(Exercise goal)
Write the entries out again exactly; any picture among them gets left out.

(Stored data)
·····

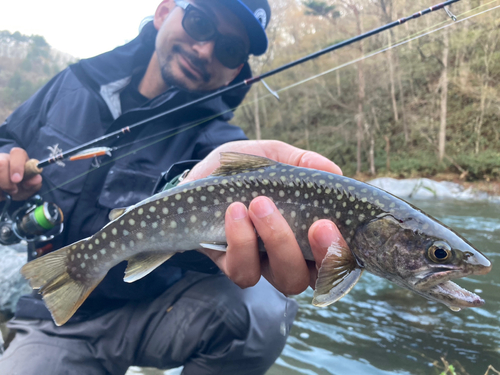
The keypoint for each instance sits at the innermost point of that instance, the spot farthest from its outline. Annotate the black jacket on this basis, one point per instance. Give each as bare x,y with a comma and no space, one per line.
82,103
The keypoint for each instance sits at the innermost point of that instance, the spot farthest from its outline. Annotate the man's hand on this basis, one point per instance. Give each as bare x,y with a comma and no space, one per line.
283,265
12,174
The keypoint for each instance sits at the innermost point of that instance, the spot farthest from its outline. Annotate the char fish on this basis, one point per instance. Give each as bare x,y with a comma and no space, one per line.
385,235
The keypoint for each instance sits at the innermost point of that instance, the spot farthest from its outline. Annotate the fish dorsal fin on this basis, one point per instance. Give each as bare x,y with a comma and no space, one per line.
337,275
142,264
235,162
116,213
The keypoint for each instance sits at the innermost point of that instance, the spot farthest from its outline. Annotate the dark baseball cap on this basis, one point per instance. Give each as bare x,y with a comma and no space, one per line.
255,15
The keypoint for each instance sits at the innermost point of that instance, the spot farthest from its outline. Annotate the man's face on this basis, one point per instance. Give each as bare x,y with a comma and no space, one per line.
189,64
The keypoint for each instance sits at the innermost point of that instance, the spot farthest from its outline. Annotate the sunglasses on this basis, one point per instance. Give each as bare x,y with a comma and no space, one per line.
229,50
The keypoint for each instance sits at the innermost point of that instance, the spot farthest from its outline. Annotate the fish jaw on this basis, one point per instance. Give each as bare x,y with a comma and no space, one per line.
453,296
400,253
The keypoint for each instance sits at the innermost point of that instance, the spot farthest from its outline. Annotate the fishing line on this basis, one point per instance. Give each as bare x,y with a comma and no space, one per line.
183,128
376,53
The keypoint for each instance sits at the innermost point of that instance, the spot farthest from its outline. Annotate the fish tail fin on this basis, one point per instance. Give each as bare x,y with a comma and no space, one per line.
337,275
62,294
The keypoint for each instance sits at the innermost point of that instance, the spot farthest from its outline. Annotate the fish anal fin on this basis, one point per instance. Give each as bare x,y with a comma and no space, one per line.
116,213
143,264
235,162
62,294
219,246
337,275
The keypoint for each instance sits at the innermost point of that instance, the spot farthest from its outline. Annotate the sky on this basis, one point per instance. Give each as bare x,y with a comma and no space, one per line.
80,28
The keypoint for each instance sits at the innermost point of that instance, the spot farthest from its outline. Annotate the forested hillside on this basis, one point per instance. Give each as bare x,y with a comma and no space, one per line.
26,63
430,105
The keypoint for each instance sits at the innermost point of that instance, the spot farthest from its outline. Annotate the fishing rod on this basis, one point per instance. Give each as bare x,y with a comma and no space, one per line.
34,166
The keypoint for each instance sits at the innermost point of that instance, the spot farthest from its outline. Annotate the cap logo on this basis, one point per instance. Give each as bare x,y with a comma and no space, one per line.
261,15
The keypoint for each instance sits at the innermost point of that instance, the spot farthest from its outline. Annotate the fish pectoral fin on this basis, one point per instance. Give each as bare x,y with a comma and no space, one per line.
116,213
337,275
219,246
62,294
235,162
143,264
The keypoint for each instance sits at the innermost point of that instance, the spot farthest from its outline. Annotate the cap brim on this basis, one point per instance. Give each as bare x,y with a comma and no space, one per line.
255,31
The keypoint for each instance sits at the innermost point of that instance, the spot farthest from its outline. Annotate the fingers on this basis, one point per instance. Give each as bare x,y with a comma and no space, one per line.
285,267
12,173
6,183
322,234
275,150
243,260
18,158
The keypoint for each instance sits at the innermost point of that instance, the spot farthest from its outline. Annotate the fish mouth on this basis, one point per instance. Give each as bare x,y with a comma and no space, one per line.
438,286
454,296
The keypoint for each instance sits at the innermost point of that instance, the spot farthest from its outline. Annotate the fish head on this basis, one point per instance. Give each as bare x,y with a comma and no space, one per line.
422,255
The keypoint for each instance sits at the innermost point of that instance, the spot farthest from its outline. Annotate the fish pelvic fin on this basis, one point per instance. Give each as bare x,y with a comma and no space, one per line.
337,275
143,264
62,294
235,162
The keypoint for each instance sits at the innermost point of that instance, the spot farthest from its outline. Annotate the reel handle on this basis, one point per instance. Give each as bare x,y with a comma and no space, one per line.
31,169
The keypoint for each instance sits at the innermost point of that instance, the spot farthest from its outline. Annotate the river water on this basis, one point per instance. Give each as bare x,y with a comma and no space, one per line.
381,329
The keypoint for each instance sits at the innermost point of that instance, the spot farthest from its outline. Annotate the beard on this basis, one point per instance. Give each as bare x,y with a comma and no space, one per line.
172,80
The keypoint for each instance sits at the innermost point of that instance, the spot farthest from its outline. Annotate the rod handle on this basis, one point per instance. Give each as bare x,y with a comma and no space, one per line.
31,169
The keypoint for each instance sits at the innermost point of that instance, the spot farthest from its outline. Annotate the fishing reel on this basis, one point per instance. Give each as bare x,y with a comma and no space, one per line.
31,222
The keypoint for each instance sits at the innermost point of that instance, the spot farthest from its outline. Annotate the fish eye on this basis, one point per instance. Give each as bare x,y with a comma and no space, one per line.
439,252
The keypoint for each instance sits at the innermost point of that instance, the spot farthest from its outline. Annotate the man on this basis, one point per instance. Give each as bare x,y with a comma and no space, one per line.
174,316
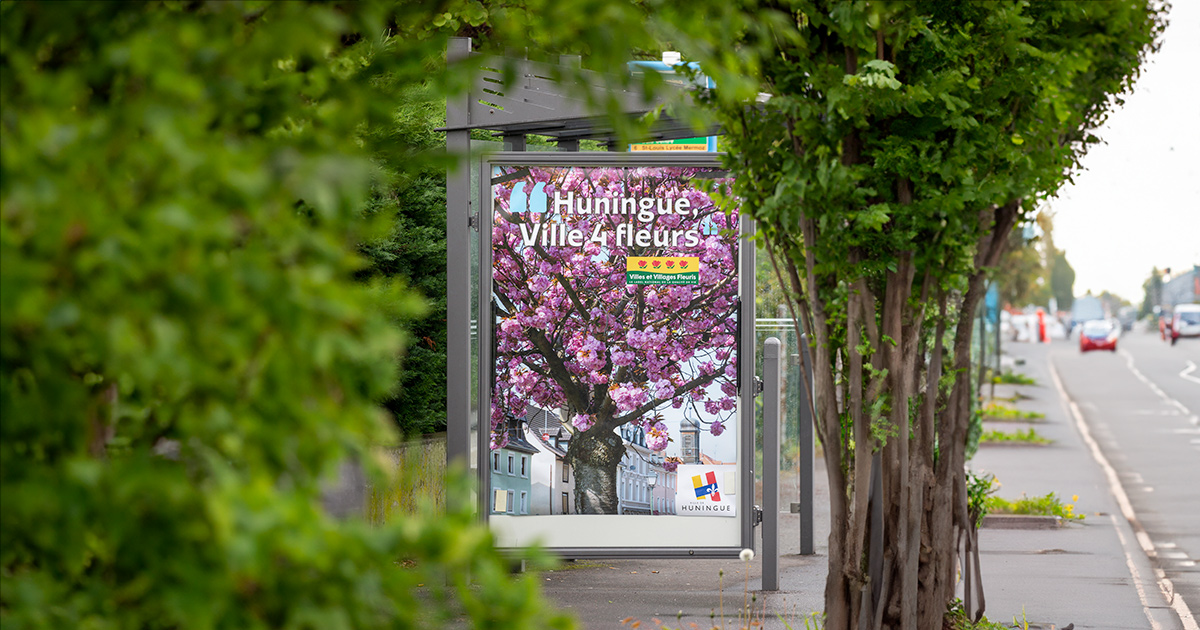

·····

(Exercise response)
The keypoint for each instance sits at the innermost point of that instance, the spot farthest from its outline. Annotate the black jacket on this basis, one point per instance. Give each as bare x,y with a comma and no space, one per line.
82,103
The keypoint for each instance sits at the innermost point of that instance, the spot farthest from its outline. Annotate the man's hand on this basis, one point per instance. Give each as bare x,y with a comma and no space, one per line.
283,265
12,174
The keypoint for each instance sits at the innermost point of that instance, the spot farthest from its outline. Annotate the char fish on this basis, one point per instance. Give each as bare x,y with a comma and no space, one per line.
385,235
The keypoint for each instance sits at the innermost point of that instance, the spot farthest from its outline. Annotate the fish dorsal fin on this basis, one point per instance. Give each as bare x,y with a comma and no space, one per line.
337,275
142,264
235,162
116,213
The keypoint for each instance sits at the innermost point of that instance, the spot farthest from its outline. Annotate the dark baseball cap on this basis, one point per instance. Give each as bare x,y with a comma and no space, one per line.
255,15
The keypoint for each instance sits at the innermost point of that instance, the spot farthest from its outline. Annotate the man's face on this basis, one point per instance. Give each as bare x,y with a comma and no space, one per line.
189,64
The keypoint for each instance sits at the innermost point of that instance, the spot farthest from its outline. Annotate the sunglasses on this basis, one point per instance. Give each as bare x,y with a comma and no space, one per line.
229,50
The keypoint for each instance sits at the innermost point of that instance, the spot farthest from its outline. Annotate the fish jaw on this basis, one point per instance. Give each as bare x,y with a comma and no space, one per line.
453,296
400,253
The keypoint for each instance sits at the innermost point of that instance, the spot farthest from its outline. Annotate the fishing line on this basis, one point per instance. Give each as bare x,y with a comma and no space, one per line.
183,128
376,53
The keypoint for each instance sits at the innermost point of that instance, the spot farthest from its outline. Annotate the fish tail fin on this basis, one point per instance. Give each as bare x,y with a comma and no space, one per line.
337,275
62,294
The keypoint for each instance sits at the innermost point of that instance, the spot farthest from its outline. Annotate the fish anal fin on this basis, one point per instance. Give each as bare x,y with a comma and no space, one per line.
116,213
143,264
235,162
62,294
219,246
337,275
The keypoint for each instance sits at the innermost point of that instance, the spot farthest from its outline. Annotate the sky on this basis, one point per instance. Give each as bare x,y with a comma and no space, one per line.
80,28
The keypoint for each instance sits at the innermost point of that instance, the spot farthest from its outline. Annotate the forested hillside on this basis, one point per instance. Give each as bare x,y with a comma and no space, one per line.
26,63
430,105
The keypoint for each instance sits at the innermost point of that instance, the spot farthest from its outline. Annotate the fishing rod on this basis, one point per instance. Give each as bare x,y with a comma and no space, one per line.
34,166
The keypoint for each instance sits at the innermost point of that instance, the spot farthest from its outline. Annotate the cap logo on this basis, one point per instance. Give each as bare x,y with a comma and no space, one per line.
261,15
The keypoint for each instance sits at the innermost point of that instance, the spot farthest from its outline. Annotate the fish pectoral fin on this basis, one point per instance. Give each as bare x,y with a comma and no space, one per line.
116,213
337,275
219,246
62,294
235,162
143,264
The keypoint for each instance sits at the innermost point of that instance, the spot farthest from its outline. Annotate the cap brim on this basis, one point per instance. Give each as bare x,y with a comma and no space, one per line.
255,31
The keypoint for each instance sits at the innermost point of that instance, the spot farthest from its outline. Annotate the fingers on this basis, one point per instance. Give each as bare x,y with a comma and no space, one per line.
285,267
12,173
6,183
322,234
275,150
243,260
18,158
The keypoint for each instance sits at the innermost point of that instance, the spot farthest from its outline. Annotate the fish mouth on this basis, one point per instance. Give each as bare x,y with a comma and no space, one per line.
438,286
454,296
The keypoint for each instance sits at the innermost point of that instance, the spot farthest from its outline. Annotate the fish head on this basis, one point per instance. Give each as bare x,y with a comma and no space, one per line.
422,255
The keypoint for each instance sits at the innermost point of that instance, the spot farthest from its outline. Annotate the fish pelvic fin on this basis, one point per instance. Give each as bare x,y with a comma and no space, one per line.
337,275
143,264
62,294
235,162
The keypoint for each instance sits at the innermost point of that instance, the spot farthest from its outline. Annotate the reel handle on this basis, one point per instance. Give each as bare x,y with a comma and no space, one per line.
31,169
The keypoint for each instance sits at the innermost point of that instance, the spot farthest from its outline. Annotate the river water on this basis, one point per instance. Give each as bare x,y with a comma and no space, one per line.
381,329
The keypoint for each instance sits at the innermost point of that instance, the spot farthest from its outline. Annotate the beard on this basis, one point per instance. Give each as bare x,y with a comma and no space, one per line.
172,80
The keypoint for each instance sits at the innermost point of that instance, the spot farthest from its outline. Annotate the rod handle on this basis, one point per instance. Give each as bare x,y with a comma and no space, one per line.
31,169
The keypoint for each instance sits at the innermost point of that instance, the spot farthest from its outline. Annotate the fishing reel on this basis, one point per instance. Give each as bare x,y with a comma and no space, one per line.
31,222
The keypoint for each instance sits at the innermost point of that instance, the spot farthest from its outline. Annotate the fish eye on this basis, one point per instance. Give each as bare x,y with a comma and no space, one per line.
439,252
The keypoint for each instance sits at the innermost point of that instance, the spot farthest from its outline. Annotate the man on this basis, one point per instance. Give each as bare x,y with a comma and no space, one per line.
174,316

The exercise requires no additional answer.